• _STORED RECORDS_:
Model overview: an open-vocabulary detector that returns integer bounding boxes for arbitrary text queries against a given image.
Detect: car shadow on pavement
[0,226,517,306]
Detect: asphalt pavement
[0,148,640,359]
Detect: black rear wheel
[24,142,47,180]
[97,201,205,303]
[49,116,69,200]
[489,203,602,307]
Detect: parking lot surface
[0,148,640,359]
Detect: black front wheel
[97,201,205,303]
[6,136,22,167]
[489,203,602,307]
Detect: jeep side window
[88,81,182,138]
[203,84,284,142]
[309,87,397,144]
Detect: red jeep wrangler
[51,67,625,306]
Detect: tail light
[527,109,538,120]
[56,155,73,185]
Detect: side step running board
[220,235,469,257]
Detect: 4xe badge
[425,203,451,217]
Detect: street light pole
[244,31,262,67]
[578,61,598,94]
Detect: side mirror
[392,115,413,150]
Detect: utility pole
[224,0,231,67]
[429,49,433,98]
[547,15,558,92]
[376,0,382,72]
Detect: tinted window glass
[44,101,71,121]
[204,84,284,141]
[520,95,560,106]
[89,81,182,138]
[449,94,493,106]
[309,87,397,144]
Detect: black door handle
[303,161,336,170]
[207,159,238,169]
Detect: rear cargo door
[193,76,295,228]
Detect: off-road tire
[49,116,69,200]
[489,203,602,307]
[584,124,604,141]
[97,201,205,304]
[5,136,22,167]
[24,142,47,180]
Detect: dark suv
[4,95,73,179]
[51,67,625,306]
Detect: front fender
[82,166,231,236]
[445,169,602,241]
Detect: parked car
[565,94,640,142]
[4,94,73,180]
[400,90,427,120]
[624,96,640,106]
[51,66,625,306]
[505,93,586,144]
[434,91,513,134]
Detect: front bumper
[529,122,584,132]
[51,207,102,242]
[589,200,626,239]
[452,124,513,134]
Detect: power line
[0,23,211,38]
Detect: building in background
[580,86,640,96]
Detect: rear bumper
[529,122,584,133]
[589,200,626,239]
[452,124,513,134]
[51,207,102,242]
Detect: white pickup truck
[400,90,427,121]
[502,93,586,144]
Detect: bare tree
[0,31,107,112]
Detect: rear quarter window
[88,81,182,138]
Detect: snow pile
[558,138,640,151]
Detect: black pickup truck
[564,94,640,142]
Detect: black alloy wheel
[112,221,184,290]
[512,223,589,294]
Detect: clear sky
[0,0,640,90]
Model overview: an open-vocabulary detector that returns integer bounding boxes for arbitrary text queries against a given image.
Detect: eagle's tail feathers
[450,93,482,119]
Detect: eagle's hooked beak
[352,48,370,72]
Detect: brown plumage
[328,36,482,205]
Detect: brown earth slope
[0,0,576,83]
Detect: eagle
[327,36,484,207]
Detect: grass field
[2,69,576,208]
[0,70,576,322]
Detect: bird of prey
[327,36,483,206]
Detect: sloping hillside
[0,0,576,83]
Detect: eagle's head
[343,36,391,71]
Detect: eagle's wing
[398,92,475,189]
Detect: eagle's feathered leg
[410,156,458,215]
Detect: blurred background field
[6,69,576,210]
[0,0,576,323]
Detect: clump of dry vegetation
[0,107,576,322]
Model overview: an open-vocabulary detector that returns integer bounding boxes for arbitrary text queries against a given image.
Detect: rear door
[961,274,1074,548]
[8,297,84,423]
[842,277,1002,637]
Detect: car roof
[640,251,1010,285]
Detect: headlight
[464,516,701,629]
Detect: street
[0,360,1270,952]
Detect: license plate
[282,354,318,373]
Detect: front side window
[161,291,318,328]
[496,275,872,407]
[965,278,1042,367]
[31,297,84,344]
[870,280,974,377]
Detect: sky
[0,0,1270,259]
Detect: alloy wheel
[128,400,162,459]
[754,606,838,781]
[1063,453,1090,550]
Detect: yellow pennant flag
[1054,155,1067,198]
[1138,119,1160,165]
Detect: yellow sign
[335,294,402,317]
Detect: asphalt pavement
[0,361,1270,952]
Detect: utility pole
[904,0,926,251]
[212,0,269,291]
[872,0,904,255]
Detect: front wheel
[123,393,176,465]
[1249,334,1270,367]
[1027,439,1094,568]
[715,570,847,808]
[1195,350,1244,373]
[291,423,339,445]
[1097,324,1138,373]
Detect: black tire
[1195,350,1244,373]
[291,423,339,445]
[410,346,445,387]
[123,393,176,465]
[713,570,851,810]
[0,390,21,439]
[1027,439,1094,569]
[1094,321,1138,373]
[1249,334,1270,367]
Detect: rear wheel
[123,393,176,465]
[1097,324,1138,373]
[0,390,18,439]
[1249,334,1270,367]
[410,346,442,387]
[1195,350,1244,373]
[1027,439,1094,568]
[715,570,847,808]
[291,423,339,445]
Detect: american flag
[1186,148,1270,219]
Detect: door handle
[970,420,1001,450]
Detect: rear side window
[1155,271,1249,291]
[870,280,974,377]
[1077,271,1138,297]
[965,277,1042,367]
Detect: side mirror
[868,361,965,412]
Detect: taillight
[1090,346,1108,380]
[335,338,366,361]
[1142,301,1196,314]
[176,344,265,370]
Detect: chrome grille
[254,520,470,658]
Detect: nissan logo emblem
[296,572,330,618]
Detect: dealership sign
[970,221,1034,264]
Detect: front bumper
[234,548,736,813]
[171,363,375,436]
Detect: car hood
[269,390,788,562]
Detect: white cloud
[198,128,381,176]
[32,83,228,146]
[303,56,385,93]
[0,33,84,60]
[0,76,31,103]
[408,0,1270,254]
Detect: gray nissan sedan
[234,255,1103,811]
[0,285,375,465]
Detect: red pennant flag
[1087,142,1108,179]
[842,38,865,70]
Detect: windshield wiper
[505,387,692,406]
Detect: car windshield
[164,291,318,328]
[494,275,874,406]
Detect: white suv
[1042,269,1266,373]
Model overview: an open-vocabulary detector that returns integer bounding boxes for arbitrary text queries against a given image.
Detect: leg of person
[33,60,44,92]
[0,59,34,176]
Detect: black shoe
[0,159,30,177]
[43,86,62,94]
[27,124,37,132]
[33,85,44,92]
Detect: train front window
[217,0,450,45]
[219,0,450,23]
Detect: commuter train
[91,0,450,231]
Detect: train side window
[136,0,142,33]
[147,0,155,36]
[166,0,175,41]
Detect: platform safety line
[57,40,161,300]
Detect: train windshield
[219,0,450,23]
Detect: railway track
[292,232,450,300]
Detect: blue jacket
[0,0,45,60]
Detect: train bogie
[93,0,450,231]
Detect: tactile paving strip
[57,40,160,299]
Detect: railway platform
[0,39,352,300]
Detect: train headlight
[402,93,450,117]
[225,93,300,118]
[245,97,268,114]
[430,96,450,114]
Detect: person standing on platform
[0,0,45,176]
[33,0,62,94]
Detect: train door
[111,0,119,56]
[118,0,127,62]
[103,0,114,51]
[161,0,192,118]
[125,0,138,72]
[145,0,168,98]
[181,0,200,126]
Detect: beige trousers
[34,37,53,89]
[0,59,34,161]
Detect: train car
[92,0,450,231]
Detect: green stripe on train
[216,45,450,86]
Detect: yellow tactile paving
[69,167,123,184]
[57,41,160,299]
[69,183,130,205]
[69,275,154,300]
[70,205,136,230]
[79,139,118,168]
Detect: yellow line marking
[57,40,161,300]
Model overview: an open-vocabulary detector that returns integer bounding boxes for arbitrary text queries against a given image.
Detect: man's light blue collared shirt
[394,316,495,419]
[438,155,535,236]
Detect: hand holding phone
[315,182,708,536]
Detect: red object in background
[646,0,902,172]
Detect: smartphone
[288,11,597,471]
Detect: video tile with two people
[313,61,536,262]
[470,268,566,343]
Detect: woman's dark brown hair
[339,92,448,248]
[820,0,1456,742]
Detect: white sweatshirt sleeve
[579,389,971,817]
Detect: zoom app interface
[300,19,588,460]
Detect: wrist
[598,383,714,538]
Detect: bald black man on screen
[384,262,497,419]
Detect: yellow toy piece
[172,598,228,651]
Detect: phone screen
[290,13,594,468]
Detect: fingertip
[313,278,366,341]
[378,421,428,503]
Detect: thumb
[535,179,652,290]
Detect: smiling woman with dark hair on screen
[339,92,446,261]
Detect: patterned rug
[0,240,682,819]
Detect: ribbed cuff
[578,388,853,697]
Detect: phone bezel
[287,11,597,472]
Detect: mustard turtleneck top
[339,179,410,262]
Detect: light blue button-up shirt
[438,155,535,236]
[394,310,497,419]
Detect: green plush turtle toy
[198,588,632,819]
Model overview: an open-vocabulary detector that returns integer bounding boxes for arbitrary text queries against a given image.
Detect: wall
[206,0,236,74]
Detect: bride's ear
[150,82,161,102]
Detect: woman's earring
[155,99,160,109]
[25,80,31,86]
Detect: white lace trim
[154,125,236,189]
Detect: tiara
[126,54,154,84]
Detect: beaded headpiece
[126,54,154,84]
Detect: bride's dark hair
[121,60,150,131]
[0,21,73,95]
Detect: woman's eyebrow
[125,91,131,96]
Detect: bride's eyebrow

• _STATED EXERCISE_:
Put the rows from the line with "Detect: windshield wiper" up to and including the line with "[172,598,228,651]" into a numbered list, leaving out any blank lines.

• _EXERCISE ANSWER_:
1. Detect: windshield wiper
2. [505,387,692,406]
3. Detect: car windshield
4. [164,291,318,328]
5. [494,275,874,406]
6. Detect: white suv
7. [1042,269,1266,373]
8. Model overview: an open-vocabulary detector that returns integer bounding boxes for arbitrary text queries against a given image.
9. Detect: leg of person
10. [33,60,44,92]
11. [0,59,34,176]
12. Detect: black shoe
13. [0,159,30,177]
14. [43,86,62,94]
15. [27,124,37,132]
16. [33,85,44,92]
17. Detect: train front window
18. [217,0,450,45]
19. [219,0,450,23]
20. Detect: commuter train
21. [91,0,450,231]
22. Detect: train side window
23. [136,0,142,33]
24. [147,0,155,36]
25. [166,0,175,41]
26. Detect: platform safety line
27. [57,40,161,300]
28. Detect: train windshield
29. [219,0,450,23]
30. Detect: railway track
31. [292,232,450,300]
32. Detect: blue jacket
33. [0,0,45,60]
34. Detect: train bogie
35. [93,0,450,231]
36. Detect: tactile paving strip
37. [57,40,160,299]
38. Detect: railway platform
39. [0,39,352,300]
40. Detect: train headlight
41. [402,93,450,117]
42. [225,93,300,118]
43. [245,97,268,114]
44. [430,96,450,114]
45. Detect: person standing on platform
46. [0,0,45,176]
47. [33,0,62,94]
48. Detect: train door
49. [111,0,119,56]
50. [118,0,127,62]
51. [103,0,114,51]
52. [161,0,192,118]
53. [125,0,138,72]
54. [145,0,168,98]
55. [181,0,200,126]
56. Detect: beige trousers
57. [34,37,53,89]
58. [0,59,34,161]
59. Detect: train car
60. [92,0,450,231]
61. Detect: green stripe on train
62. [216,45,450,86]
63. Detect: yellow tactile paving
64. [69,167,123,184]
65. [57,41,160,299]
66. [69,183,130,205]
67. [69,275,154,300]
68. [70,205,136,230]
69. [79,139,118,168]
70. Detect: yellow line marking
71. [57,40,161,300]
72. Model overview: an open-vocabulary detector that returns integer bounding boxes for arbitrary text queries against a given image.
73. Detect: man's light blue collared shirt
74. [394,316,495,419]
75. [438,155,535,236]
76. Detect: hand holding phone
77. [315,182,708,536]
78. Detect: red object in background
79. [646,0,902,172]
80. Detect: smartphone
81. [288,11,597,471]
82. Detect: video tile with two people
83. [313,61,536,262]
84. [470,268,566,343]
85. Detect: woman's dark brown hair
86. [339,92,448,248]
87. [820,0,1456,742]
88. Detect: white sweatshirt sleeve
89. [579,389,971,817]
90. Detect: zoom app interface
91. [300,19,588,460]
92. Detect: wrist
93. [598,383,714,538]
94. Detect: bald black man on screen
95. [384,262,497,419]
96. Detect: yellow toy piece
97. [172,598,228,651]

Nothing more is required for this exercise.